__Exercise goal__. Beginning at the line that contains "Study the photograph above. For every instance of the rustic", repeat every line of the listing exactly through the final one.

[Opening Data shown section]

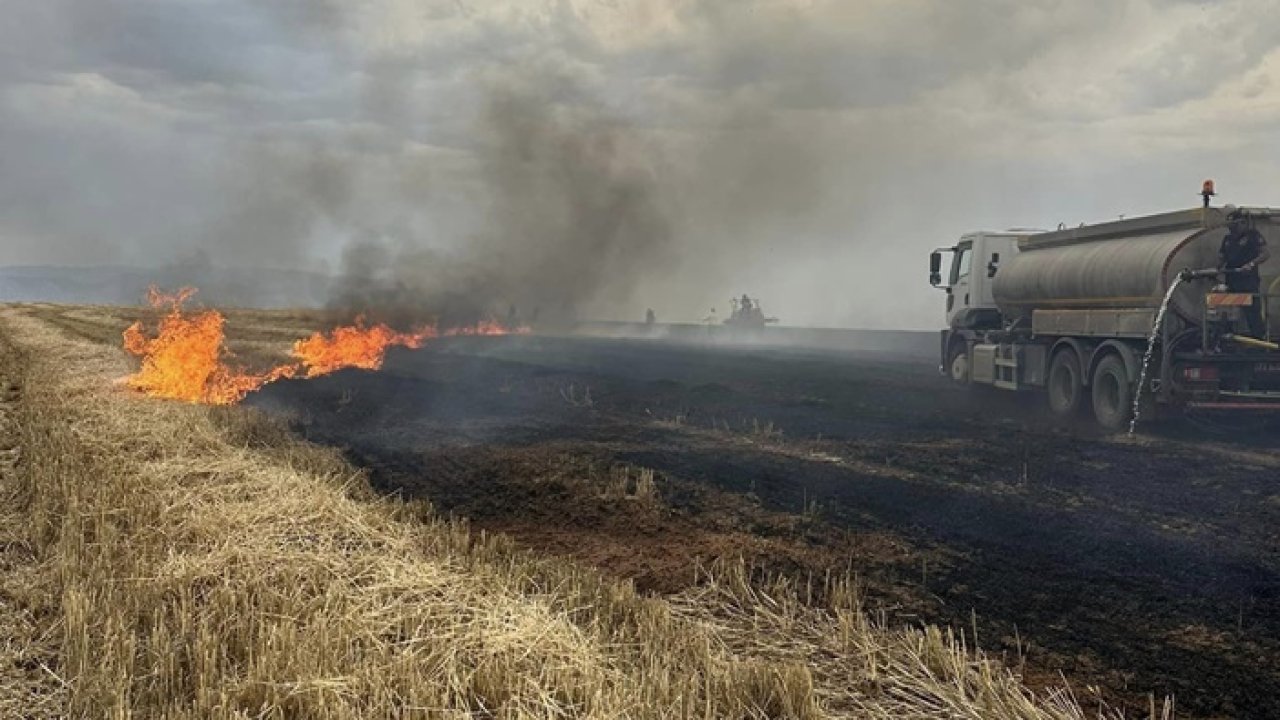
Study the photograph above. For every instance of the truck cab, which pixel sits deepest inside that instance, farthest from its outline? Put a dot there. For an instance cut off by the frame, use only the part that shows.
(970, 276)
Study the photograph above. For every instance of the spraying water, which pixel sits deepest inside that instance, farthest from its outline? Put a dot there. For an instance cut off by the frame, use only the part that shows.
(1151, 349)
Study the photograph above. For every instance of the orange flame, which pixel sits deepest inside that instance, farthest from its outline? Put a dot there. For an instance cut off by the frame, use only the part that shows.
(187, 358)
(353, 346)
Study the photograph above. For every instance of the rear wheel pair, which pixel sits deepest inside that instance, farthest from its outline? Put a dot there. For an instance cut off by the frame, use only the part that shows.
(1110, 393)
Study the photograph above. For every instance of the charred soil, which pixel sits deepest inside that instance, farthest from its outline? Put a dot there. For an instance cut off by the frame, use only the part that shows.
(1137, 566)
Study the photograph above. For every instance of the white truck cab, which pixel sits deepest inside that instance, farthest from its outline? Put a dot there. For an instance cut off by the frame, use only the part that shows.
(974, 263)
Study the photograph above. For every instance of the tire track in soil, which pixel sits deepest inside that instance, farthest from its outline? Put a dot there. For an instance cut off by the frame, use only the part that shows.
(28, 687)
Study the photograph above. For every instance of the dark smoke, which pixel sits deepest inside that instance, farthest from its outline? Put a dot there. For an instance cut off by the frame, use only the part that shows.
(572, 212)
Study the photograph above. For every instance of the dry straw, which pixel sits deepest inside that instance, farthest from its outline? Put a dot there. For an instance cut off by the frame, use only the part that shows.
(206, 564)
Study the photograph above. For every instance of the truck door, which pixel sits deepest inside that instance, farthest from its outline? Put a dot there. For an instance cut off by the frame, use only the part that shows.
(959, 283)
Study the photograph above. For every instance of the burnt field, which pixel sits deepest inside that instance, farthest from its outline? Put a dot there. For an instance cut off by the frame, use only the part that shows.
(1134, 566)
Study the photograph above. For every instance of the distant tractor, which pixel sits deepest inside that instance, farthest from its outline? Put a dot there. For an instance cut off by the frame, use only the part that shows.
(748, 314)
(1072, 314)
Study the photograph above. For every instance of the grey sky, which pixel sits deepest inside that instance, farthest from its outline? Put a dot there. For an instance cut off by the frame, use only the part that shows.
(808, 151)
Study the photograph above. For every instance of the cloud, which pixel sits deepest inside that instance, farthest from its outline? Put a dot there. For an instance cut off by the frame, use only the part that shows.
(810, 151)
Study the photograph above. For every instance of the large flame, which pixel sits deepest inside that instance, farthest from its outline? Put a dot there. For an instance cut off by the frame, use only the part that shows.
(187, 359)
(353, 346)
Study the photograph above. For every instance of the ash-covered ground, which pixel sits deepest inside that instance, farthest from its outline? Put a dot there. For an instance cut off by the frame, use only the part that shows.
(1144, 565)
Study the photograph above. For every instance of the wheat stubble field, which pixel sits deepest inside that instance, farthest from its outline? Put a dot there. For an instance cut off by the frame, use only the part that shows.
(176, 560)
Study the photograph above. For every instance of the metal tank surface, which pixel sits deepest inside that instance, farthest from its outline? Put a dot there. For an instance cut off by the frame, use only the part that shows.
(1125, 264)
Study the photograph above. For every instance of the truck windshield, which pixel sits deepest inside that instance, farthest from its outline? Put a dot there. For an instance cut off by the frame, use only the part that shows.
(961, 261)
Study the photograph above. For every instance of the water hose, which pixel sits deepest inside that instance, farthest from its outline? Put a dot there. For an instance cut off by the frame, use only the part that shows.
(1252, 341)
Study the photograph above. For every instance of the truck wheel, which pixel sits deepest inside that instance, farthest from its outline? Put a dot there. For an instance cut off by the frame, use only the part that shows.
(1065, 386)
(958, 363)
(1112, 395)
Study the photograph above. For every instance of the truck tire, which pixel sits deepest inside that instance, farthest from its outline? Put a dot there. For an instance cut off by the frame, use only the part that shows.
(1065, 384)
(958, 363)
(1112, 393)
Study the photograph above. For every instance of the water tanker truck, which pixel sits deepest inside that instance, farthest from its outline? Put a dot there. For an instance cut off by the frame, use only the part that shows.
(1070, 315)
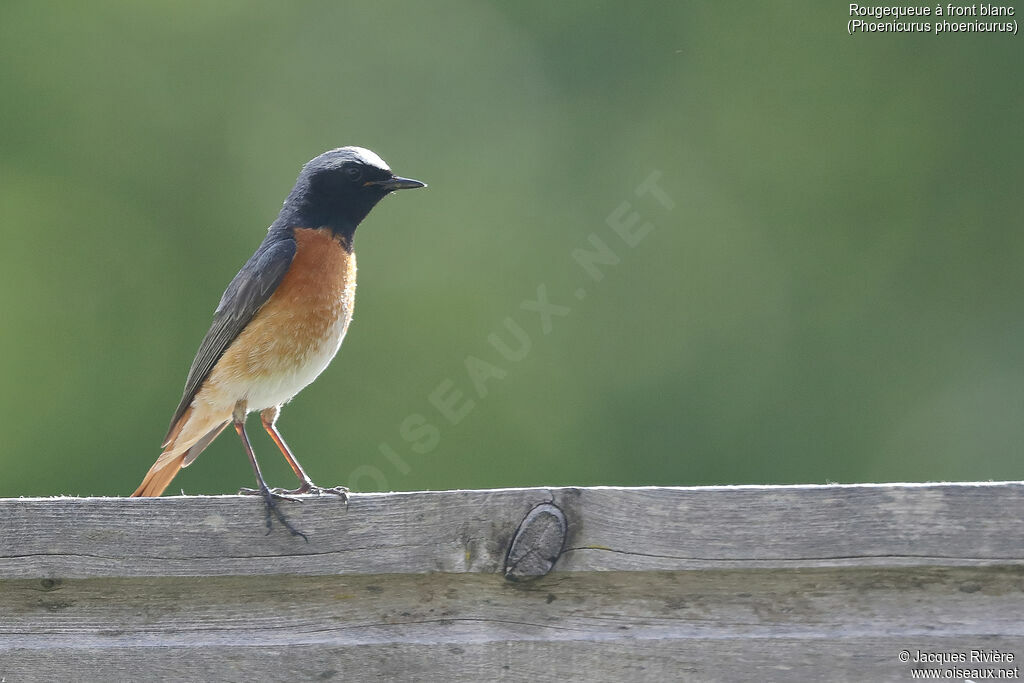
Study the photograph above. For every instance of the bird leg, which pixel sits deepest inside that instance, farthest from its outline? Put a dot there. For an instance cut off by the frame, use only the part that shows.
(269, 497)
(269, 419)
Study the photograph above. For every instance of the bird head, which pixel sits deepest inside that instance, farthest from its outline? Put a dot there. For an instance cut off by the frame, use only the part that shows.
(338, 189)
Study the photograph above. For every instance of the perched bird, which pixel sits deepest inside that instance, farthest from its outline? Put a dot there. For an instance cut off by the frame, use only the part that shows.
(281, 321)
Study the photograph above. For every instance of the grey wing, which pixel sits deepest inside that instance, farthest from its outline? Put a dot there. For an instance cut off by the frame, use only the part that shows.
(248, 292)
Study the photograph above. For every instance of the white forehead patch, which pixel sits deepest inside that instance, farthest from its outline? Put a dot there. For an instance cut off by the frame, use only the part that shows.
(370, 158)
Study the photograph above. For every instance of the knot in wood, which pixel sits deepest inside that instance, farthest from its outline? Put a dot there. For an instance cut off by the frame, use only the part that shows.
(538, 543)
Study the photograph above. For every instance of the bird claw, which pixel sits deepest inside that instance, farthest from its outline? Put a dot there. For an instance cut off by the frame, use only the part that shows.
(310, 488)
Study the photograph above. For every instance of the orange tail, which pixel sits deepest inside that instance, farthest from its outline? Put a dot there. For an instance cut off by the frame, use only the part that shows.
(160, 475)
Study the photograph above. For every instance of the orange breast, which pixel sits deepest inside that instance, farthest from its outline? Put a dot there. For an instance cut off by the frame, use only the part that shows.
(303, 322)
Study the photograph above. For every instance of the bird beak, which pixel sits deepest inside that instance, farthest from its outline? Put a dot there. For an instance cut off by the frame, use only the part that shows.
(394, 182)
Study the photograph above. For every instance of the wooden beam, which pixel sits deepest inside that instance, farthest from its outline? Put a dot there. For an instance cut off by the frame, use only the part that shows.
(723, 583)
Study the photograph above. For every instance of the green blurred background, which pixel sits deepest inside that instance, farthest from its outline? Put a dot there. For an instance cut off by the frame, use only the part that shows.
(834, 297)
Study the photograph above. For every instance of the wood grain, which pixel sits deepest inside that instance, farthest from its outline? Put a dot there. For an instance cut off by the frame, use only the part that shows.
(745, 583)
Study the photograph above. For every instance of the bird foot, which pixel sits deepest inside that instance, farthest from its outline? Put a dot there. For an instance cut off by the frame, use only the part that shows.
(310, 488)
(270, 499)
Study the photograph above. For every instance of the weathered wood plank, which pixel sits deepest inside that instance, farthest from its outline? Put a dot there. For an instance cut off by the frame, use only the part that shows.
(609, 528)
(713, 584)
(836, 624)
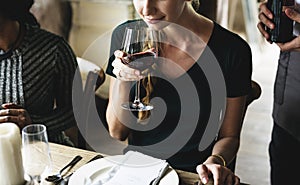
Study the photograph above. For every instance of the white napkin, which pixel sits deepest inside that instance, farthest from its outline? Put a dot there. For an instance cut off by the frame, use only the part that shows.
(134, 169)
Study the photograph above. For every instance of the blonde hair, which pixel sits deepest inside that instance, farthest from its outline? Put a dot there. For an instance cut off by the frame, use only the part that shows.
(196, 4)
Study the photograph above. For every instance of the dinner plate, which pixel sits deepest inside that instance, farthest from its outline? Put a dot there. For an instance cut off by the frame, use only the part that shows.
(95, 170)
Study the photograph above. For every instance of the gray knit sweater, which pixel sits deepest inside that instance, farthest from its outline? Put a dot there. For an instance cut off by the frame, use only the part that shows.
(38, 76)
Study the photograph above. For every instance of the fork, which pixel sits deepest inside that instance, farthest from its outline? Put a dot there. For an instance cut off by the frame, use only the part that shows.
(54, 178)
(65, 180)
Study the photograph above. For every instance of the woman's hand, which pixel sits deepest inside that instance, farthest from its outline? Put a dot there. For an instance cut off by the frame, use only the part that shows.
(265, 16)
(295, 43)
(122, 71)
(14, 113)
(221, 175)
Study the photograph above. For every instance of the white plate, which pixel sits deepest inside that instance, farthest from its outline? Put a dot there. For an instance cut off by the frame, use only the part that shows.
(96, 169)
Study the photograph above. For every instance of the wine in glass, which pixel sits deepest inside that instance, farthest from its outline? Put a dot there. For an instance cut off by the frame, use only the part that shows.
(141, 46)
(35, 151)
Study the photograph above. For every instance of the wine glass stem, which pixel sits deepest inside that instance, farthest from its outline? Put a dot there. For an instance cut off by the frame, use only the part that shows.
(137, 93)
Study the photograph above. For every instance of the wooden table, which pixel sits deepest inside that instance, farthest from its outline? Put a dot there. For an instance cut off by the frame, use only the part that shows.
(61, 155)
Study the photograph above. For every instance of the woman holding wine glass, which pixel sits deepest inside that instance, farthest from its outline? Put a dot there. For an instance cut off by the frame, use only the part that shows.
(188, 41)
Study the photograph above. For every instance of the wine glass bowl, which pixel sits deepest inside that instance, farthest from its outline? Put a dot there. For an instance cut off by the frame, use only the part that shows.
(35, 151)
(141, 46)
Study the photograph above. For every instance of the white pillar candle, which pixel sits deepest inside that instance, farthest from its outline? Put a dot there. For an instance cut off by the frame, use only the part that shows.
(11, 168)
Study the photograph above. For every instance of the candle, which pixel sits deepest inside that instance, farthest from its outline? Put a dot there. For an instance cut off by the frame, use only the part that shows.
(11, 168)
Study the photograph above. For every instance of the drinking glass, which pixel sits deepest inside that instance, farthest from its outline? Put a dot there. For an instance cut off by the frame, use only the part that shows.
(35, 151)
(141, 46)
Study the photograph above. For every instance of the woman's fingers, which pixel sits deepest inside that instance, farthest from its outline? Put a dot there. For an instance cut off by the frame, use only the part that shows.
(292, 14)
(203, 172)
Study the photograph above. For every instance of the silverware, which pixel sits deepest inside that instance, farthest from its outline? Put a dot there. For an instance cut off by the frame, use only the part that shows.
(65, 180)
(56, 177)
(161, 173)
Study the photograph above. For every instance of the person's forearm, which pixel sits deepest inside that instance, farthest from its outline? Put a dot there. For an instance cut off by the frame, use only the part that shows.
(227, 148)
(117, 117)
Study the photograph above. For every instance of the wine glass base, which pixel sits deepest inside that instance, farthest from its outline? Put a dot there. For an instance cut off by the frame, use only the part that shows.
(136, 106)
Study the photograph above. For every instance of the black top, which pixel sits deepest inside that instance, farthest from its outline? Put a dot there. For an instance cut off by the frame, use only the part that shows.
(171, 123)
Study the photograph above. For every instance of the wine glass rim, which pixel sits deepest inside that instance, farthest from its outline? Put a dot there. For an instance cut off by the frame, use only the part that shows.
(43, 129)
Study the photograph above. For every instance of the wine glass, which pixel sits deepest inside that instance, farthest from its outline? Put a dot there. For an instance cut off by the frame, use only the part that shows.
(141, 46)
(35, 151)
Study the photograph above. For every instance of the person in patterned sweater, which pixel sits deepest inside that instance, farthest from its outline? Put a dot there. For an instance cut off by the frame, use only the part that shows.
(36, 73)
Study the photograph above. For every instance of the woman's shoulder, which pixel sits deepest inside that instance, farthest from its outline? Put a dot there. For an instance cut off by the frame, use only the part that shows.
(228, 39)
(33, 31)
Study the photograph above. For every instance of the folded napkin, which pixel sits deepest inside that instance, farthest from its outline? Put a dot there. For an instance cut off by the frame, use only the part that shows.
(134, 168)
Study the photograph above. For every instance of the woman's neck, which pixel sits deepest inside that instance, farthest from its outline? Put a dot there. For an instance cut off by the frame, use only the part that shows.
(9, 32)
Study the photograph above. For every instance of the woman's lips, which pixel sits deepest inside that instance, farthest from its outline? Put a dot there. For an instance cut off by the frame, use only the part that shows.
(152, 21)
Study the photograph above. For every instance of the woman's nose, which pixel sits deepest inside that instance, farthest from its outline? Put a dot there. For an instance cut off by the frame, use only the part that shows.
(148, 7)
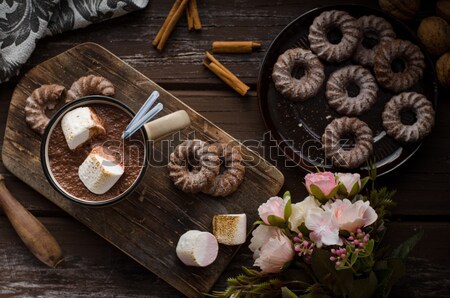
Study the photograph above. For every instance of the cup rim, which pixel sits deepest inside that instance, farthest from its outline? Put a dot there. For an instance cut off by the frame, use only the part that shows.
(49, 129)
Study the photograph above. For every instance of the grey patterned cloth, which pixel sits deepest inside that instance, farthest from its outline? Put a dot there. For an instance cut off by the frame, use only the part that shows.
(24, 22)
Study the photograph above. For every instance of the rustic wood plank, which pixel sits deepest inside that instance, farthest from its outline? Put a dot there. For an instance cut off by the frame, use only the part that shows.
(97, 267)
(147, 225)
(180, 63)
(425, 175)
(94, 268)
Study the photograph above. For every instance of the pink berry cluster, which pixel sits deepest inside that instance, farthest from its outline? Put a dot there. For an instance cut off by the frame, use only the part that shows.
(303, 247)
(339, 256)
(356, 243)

[Closing Data shown section]

__Task response__.
Study the photograph above. For every instance of the rustic wood plank, which pixel sits deepest inside that instance, farthest from its outline? Put a dot there. For an instance cut off by the frame, use only the part that shows.
(97, 267)
(147, 225)
(180, 63)
(425, 175)
(94, 268)
Study the photograph above. For every instance of the pink berry cluster, which pixel sits deepest inside that instance, farthest from its outline? Put a dot there. For an instance cut off by the frame, use only the part that shows.
(303, 247)
(339, 256)
(356, 243)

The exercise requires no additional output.